**Available records:**
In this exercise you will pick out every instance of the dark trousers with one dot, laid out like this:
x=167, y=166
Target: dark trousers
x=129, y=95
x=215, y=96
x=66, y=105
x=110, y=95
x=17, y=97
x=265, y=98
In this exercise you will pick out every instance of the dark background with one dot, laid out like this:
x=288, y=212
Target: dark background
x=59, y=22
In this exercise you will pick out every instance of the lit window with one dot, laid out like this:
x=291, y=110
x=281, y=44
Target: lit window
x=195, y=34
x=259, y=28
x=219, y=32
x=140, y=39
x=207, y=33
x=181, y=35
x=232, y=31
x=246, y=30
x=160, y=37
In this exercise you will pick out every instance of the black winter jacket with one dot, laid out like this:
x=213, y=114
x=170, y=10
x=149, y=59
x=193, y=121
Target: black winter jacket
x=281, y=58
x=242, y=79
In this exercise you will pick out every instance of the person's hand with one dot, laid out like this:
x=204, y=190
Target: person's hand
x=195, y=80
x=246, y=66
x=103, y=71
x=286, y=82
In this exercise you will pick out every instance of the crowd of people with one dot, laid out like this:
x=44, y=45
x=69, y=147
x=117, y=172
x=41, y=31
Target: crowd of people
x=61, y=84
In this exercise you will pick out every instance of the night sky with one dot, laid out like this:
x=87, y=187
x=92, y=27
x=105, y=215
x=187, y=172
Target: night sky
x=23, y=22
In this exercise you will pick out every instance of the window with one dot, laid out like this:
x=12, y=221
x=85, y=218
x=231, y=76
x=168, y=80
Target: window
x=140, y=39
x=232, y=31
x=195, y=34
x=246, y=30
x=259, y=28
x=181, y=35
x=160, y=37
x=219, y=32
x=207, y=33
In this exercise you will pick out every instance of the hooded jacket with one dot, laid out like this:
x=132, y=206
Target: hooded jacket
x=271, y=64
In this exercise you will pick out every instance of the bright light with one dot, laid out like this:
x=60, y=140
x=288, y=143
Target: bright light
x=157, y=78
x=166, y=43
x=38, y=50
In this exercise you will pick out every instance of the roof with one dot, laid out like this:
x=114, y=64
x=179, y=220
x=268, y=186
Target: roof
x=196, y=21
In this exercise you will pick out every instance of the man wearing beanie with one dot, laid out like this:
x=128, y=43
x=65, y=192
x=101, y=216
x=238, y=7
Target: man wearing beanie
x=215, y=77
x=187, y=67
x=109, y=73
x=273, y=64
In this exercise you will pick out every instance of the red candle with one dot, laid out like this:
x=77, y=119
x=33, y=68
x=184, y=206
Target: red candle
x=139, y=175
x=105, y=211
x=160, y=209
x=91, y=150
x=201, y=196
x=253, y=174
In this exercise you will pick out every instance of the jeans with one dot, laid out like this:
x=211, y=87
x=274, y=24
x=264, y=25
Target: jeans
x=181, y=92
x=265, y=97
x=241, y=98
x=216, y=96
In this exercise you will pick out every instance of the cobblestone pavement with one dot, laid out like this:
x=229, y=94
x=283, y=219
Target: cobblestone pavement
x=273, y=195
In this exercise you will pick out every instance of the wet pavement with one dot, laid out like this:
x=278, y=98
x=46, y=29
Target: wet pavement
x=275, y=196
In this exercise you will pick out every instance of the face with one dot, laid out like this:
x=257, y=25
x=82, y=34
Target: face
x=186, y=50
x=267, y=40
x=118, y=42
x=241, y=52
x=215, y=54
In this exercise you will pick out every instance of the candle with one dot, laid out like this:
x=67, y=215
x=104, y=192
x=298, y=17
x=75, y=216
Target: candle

**To do:**
From the records above, extract everything verbatim.

**Correct response:**
In this exercise you will pick out every instance of the dark trousers with one dot, laid out like this:
x=167, y=166
Target: dark trousers
x=129, y=95
x=215, y=96
x=66, y=105
x=110, y=95
x=17, y=97
x=265, y=98
In this exercise you will pick out every instance of the dark background with one dot, laid out like this:
x=288, y=212
Target: dark background
x=59, y=22
In this exercise you will pick out every instance of the lit window with one dot, laid out like this:
x=291, y=110
x=281, y=44
Target: lit window
x=195, y=34
x=259, y=28
x=219, y=32
x=140, y=39
x=207, y=33
x=181, y=35
x=232, y=31
x=246, y=30
x=160, y=37
In this exercise you will pick out every instance of the black winter jacket with one dot, laid out like this:
x=213, y=114
x=170, y=10
x=149, y=59
x=193, y=121
Target: black winter jacket
x=281, y=58
x=242, y=79
In this exercise you will pick out every instance of the person's hand with one dot, laid out like this:
x=204, y=190
Target: person's hand
x=195, y=80
x=246, y=66
x=103, y=71
x=286, y=82
In this exercise you will pick out every instance of the crowd of people with one dot, laid out like this:
x=44, y=45
x=69, y=147
x=117, y=172
x=41, y=31
Target: crowd of people
x=61, y=84
In this exercise you will pick out every instance of the night sky with one dot, laid out like this:
x=87, y=187
x=92, y=27
x=105, y=215
x=187, y=172
Target: night sky
x=23, y=22
In this exercise you will pick out every instance of the window with one dot, laid out like this:
x=12, y=221
x=85, y=218
x=231, y=76
x=168, y=80
Target: window
x=140, y=39
x=232, y=31
x=195, y=34
x=246, y=30
x=259, y=28
x=181, y=35
x=160, y=37
x=219, y=32
x=207, y=33
In this exercise you will pick out every instance of the hooded jacket with one dot, laid out like this:
x=132, y=206
Target: hooded jacket
x=271, y=64
In this exercise you will pick out every instance of the bright light with one dot, laid out like this:
x=60, y=140
x=288, y=143
Target: bright light
x=157, y=78
x=166, y=43
x=38, y=50
In this exercise you will pick out every instance of the roof with one dot, laid out like this:
x=114, y=64
x=179, y=220
x=268, y=186
Target: roof
x=196, y=21
In this exercise you will pick out every instance of the man wearing beanie with one dot, laid out like this:
x=128, y=43
x=65, y=192
x=101, y=216
x=238, y=7
Target: man wearing beanie
x=215, y=77
x=187, y=67
x=109, y=73
x=273, y=64
In this exercise you will pick out every instance of the red candle with one dot, laid out like this:
x=77, y=119
x=33, y=68
x=184, y=206
Target: red candle
x=139, y=175
x=105, y=211
x=160, y=209
x=91, y=150
x=201, y=196
x=253, y=174
In this exercise you will pick out every instance of the jeans with one dot, laid out like this:
x=211, y=87
x=274, y=24
x=264, y=25
Target: jeans
x=181, y=92
x=265, y=97
x=241, y=98
x=216, y=96
In this exercise you will pick out every instance of the cobblestone pavement with one dot, laid out like this:
x=229, y=94
x=283, y=219
Target: cobblestone pavement
x=273, y=195
In this exercise you will pick out every instance of the wet pavement with one dot, laid out like this:
x=278, y=98
x=46, y=29
Target: wet pavement
x=275, y=196
In this exercise you will pick out every instance of the face with one dot, laid out like this:
x=257, y=25
x=82, y=34
Target: face
x=186, y=50
x=267, y=40
x=118, y=42
x=241, y=52
x=215, y=54
In this exercise you will pick out every instance of the candle with one dot, laid out like this:
x=67, y=215
x=104, y=192
x=298, y=17
x=75, y=216
Target: candle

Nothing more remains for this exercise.